[Dataset rows showing where objects appear]
* Start *
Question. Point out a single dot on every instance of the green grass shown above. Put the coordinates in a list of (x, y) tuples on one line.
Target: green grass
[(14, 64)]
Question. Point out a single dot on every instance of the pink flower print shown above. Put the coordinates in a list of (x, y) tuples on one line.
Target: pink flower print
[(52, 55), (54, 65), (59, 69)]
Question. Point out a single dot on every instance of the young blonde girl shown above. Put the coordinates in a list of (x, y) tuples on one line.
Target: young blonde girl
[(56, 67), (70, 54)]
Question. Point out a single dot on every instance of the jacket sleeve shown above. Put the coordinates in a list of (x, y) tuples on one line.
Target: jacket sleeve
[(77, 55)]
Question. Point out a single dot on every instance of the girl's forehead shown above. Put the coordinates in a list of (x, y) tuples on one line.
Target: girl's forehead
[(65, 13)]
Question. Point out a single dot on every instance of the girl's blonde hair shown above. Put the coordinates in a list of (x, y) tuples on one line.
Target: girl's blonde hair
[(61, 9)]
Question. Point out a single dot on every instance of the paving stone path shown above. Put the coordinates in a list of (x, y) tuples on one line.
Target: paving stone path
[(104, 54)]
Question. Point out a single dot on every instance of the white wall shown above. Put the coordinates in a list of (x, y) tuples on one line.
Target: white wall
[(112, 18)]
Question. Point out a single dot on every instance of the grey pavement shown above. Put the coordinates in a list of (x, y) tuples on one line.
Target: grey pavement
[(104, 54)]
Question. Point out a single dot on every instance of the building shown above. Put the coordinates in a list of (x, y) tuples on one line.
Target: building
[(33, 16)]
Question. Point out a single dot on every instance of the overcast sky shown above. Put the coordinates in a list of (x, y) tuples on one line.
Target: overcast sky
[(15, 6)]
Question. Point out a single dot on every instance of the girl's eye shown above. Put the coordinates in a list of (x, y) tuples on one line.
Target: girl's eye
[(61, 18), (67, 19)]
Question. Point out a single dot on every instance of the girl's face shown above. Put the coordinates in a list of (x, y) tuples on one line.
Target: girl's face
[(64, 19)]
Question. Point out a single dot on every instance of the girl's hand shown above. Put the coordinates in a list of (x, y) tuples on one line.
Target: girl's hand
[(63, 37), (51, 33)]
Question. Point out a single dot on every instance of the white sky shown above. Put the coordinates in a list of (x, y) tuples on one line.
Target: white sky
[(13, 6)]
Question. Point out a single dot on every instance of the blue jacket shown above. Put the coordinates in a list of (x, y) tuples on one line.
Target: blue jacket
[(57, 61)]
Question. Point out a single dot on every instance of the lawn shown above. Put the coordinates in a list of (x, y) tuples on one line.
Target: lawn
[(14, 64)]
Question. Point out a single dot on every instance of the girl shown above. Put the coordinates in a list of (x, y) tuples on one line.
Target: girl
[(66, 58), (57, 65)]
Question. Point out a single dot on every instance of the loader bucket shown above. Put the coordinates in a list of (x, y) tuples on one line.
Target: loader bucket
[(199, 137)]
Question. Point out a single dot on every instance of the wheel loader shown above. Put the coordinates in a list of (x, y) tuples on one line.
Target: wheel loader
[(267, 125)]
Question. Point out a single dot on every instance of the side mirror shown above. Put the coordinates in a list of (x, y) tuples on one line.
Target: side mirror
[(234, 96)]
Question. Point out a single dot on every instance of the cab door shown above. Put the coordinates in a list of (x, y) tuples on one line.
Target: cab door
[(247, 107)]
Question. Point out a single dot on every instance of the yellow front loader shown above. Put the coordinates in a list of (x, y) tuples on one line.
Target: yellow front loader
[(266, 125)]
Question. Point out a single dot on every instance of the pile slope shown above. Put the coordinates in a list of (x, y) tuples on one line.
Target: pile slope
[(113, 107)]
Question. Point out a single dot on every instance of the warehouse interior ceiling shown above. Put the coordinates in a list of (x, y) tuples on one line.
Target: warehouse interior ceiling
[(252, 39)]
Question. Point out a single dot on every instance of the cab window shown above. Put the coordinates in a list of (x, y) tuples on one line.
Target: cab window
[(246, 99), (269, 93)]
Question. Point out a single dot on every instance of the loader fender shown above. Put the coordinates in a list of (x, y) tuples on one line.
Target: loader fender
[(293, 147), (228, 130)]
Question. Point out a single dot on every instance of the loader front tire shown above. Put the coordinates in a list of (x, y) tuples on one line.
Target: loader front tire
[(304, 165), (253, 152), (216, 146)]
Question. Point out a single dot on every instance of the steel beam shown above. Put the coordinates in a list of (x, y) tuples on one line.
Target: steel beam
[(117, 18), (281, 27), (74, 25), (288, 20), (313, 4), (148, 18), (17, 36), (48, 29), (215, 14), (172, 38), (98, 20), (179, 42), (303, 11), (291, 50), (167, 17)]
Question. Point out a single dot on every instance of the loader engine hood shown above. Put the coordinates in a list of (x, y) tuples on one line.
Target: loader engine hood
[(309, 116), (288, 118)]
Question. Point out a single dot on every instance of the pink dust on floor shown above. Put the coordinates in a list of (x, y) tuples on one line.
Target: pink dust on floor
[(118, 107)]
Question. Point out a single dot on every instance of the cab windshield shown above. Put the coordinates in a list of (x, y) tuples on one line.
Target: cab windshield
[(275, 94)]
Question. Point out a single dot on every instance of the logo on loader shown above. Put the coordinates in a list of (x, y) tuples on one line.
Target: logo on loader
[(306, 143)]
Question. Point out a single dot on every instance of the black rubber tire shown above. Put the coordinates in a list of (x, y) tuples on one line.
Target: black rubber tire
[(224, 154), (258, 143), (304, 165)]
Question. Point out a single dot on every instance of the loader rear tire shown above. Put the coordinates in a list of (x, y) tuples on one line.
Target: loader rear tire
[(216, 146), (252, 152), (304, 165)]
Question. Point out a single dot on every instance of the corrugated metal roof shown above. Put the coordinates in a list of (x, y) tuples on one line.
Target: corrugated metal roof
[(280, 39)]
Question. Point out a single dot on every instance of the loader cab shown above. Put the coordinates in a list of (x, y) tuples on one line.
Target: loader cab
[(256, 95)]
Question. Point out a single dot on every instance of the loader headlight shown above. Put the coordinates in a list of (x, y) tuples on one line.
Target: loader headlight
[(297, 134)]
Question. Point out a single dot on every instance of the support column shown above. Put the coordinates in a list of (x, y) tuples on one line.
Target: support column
* End *
Required work
Rewrite the lines above, changing "single dot" to "single marker" wherever it occurs and leaving everything else as it is.

Exercise result
Question. Point out a single marker on every instance of the green grass shown above. Put the coordinates in a list of (x, y) tuples on one line.
Target: green grass
[(14, 64)]
Question. Point out a single marker on every instance of the pink flower print shown above. Put the coordinates in a list of (x, y) tuples on one line.
Target: pink flower print
[(52, 55), (54, 65), (59, 69)]
Question. Point out a single marker on every instance of the young blonde girl shown above. Put the coordinates in a list of (x, y) tuples on one line.
Target: young blonde girl
[(56, 67), (70, 54)]
Question. Point out a single marker on every instance of the jacket sleeve shown above. Put the coordinates in a list of (x, y) tuples on one line.
Target: jacket sleeve
[(77, 55)]
Question. Point out a single marker on every instance of the girl's forehead shown above. Put the coordinates in a list of (x, y) tuples on one line.
Target: girl's forehead
[(65, 13)]
Question. Point out a single marker on every instance of the girl's blonde hair shown above. Put the coordinates in a list of (x, y) tuples on one line.
Target: girl's blonde hair
[(61, 9)]
Question. Point out a single marker on every instance of the paving stone path shown above. Put the coordinates in a list of (x, y) tuples on one line.
Target: paving stone path
[(104, 54)]
Question. Point out a single marker on every instance of the white wall shown above. Put the coordinates in a list of (x, y) tuples on one line.
Target: white wall
[(112, 18)]
Question. Point out a single marker on every instance of the grey pavement shown above. Put the coordinates in a list of (x, y) tuples on one line.
Target: grey pavement
[(104, 54)]
Question. Point out a single marker on every instance of the building shown above. Put the coordinates in a list of (x, y) tuples on one line.
Target: building
[(33, 16)]
Question. Point out a single marker on every instance of the overcast sky shown above. Put the coordinates in a list of (x, y) tuples on one line.
Target: overcast sky
[(15, 6)]
Question. Point out a single marker on every instance of the girl's eye shown above. Put the coordinates in a list of (x, y) tuples on one line.
Target: girl's eye
[(61, 18), (67, 19)]
Question. Point out a single marker on every instance of the girl's face shown above. Put the coordinates in a list of (x, y) tuples on one line.
Target: girl's face
[(64, 19)]
Question. Point out a single marker on every instance of the girl's hand shown above. Put the coordinates in a list of (x, y) tuples on one line.
Target: girl's hand
[(63, 37), (51, 33)]
Question. Point out a single marker on every instance of the white sky shown above. Put the coordinates in a list of (x, y) tuples on one line.
Target: white sky
[(13, 6)]
Question. Point out a single marker on every instance of the blue jacket shown above. Put the coordinates in a list of (x, y) tuples on one line.
Target: blue jacket
[(57, 61)]
Question. Point out a single marker on every instance of the lawn shown above. Put the coordinates in a list of (x, y) tuples on one line.
Target: lawn
[(14, 64)]
Question. Point out a single marker on every instance of the girl shown above. Put the coordinates in a list of (x, y) tuples on one line.
Target: girl
[(66, 58), (57, 65)]
Question. Point out a single marker on every instance of the loader bucket shown above. Put the coordinates in a list of (x, y) tuples on one line.
Target: loader bucket
[(199, 137)]
Question. Point out a single marker on every instance of the wheel loader shown above. Put the coordinates in a list of (x, y) tuples on one line.
Target: wheel loader
[(267, 125)]
Question. Point out a single marker on every instance of the side mirror shown above. Put the coordinates in a list of (x, y) tuples on one line.
Target: side mirror
[(234, 96)]
Question. Point out a single marker on every instance of the cab door shown above. Put the coordinates in a list of (x, y) tuples on one line.
Target: cab door
[(247, 107)]
Question. Point out a single marker on every instance of the yellow front loader shown above. Put the coordinates in a list of (x, y) tuples on one line.
Target: yellow front loader
[(266, 125)]
Question. Point out a single marker on every instance of the pile slope shown above. Put the coordinates in a list of (x, y) tuples on one line.
Target: pile slope
[(113, 107)]
Question. Point out a single marker on every instance of the warehouse interior ceiling shown above. Put the coordinates in a list of (x, y) tuples on one line.
Target: warehouse interior ceiling
[(252, 39)]
Question. Point out a single marker on every instance of the cab window shown above. Put the coordinates in a list of (x, y) tuples on one line.
Target: cab window
[(246, 99), (269, 93)]
Question. Point out a single marker on every instance of the loader fender shown above. Put the coordinates in a list of (x, y) tuples on one line.
Target: loader fender
[(293, 147), (228, 130)]
Question. Point out a single marker on every instance of the loader front tire shown above. Put the coordinates in a list of (x, y) tuples on one line.
Target: loader front tire
[(304, 165), (253, 152), (216, 146)]
Question. Point out a single marker on every instance of the steel beam shown above. Put the coordinates in a list of (x, y) tuples on one line.
Target: steel beam
[(117, 18), (281, 27), (74, 25), (288, 20), (313, 4), (148, 18), (17, 36), (48, 29), (215, 14), (172, 38), (98, 20), (179, 42), (303, 11), (291, 50), (167, 17)]
Question. Point out a single marker on every instance of the loader engine hood shown above. Put the coordinates in a list of (x, y) tuples on one line.
Target: loader engine hood
[(309, 116), (288, 118)]
Question. Point out a single marker on every instance of the pink dust on floor shown above. Put the coordinates in a list of (x, y) tuples on one line.
Target: pink dust on floor
[(118, 107)]
Question. Point out a single marker on every instance of the cab windshield shown above. Put the coordinates in a list of (x, y) tuples on one line.
Target: cab windshield
[(275, 94)]
Question. Point out a single marker on every instance of the logo on loader shown above. Put the coordinates in a list of (x, y) tuples on one line.
Target: logo on loader
[(306, 143)]
Question. Point out a single marker on every instance of the black rubber tire shown above. Put the coordinates in a list of (x, y) tuples on one line.
Target: black rubber tire
[(224, 154), (258, 143), (304, 165)]
Question. Point out a single marker on every instance of the loader rear tire shown above. Put the coordinates in a list of (x, y) tuples on one line.
Target: loader rear tire
[(216, 146), (252, 152), (304, 165)]
Question. Point out a single marker on every instance of the corrugated metal roof shown above. Put the coordinates in a list of (x, y) tuples on one line.
Target: corrugated metal roof
[(280, 39)]
Question. Point out a single marker on every instance of the loader cab shown above. Put the coordinates in a list of (x, y) tuples on one line.
Target: loader cab
[(256, 95)]
Question. Point out a single marker on every instance of the loader headlight shown above. Put the coordinates in a list of (x, y) tuples on one line.
Target: loader headlight
[(297, 134)]
Question. Point out a single marker on every instance of the support column shown above. Put the coordinates in a list of (x, y) tuples on one line.
Target: support column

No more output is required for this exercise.